_WRITTEN INSTRUCTION A_.
Reproduce the following entries verbatim, beginning at the line that contains "[Batch spec] Target class: white throat." and stopping after the line that contains "[[121, 106, 174, 126]]".

_PASSAGE PROVIDED_.

>> begin

This passage and passages like it where Jesus seems to be excluding Gentiles (and/or Samaritans) can seem jarring to us in the context of our contemporary theology. Jesus’ mission, so the story goes, is to save the souls of humanity from Hell. It is a worldwide mission of cosmic significance, so excluding groups of people seems very un-Jesus-like.
Against such a context, phrases like “lost” connote someone who hasn’t “accepted Christ,” just as the phrase “good news” (or gospel) in verse 7 of Matthew 10 becomes shorthand for the offer to be saved from hell. We read other parables and teachings of Jesus against this backdrop. The shepherd who leaves the 99 sheep to find the lost one is an illustration of Jesus’ missional love for the unsaved. The parable of the prodigal son is about the joy of God over sinners who convert.
If this context were accurate, then Jesus’ instructions here are a little difficult to understand. If Jesus’ mission is to reach as many people as possible with the offer to be saved from Hell if they accept him as their savior, and if “the lost” means everyone who hasn’t accepted Jesus as their savior, then what’s this about? Aren’t Samaritans and Gentiles “lost” as well? Why doesn’t Jesus want his disciples bringing the good news to them?

>> end

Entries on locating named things
>> begin

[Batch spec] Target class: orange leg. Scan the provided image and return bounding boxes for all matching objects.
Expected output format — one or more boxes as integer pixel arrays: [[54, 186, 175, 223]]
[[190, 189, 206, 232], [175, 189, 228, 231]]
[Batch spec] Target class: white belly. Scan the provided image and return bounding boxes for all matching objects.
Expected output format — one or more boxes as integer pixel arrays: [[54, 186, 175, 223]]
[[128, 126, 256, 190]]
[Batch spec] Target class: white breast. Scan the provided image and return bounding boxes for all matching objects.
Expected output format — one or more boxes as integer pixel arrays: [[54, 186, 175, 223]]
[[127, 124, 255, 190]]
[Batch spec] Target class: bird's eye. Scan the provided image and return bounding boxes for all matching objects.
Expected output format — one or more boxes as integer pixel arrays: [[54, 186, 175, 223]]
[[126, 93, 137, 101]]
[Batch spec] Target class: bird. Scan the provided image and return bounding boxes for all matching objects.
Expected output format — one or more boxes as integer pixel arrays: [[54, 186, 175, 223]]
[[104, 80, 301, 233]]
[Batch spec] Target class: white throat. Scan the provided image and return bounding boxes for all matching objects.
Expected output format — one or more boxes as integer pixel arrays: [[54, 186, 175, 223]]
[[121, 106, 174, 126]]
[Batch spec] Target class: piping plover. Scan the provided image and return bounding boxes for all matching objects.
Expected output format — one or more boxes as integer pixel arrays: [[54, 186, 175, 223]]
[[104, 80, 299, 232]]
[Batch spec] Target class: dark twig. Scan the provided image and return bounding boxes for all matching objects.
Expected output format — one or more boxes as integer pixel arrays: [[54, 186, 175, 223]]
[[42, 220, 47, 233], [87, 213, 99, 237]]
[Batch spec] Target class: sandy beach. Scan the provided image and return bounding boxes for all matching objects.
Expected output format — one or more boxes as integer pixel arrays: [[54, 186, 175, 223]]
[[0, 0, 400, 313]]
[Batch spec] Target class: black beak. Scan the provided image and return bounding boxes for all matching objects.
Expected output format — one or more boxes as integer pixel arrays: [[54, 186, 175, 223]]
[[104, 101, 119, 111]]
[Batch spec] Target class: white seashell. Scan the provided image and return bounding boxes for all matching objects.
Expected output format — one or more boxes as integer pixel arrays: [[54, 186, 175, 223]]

>> end

_WRITTEN INSTRUCTION B_.
Answer these questions from the passage on Jesus excluding Gentiles:
(i) In which verse of Matthew 10 does the phrase "good news" appear?
(ii) How many sheep does the shepherd leave behind to find the lost one?
(iii) What does the passage say the parable of the prodigal son is about?

_COMPLETE ANSWER A_.
[Batch spec] Target class: white throat. Scan the provided image and return bounding boxes for all matching objects.
Expected output format — one or more boxes as integer pixel arrays: [[54, 186, 175, 223]]
[[121, 106, 174, 126]]

_COMPLETE ANSWER B_.
(i) Verse 7.
(ii) 99.
(iii) The joy of God over sinners who convert.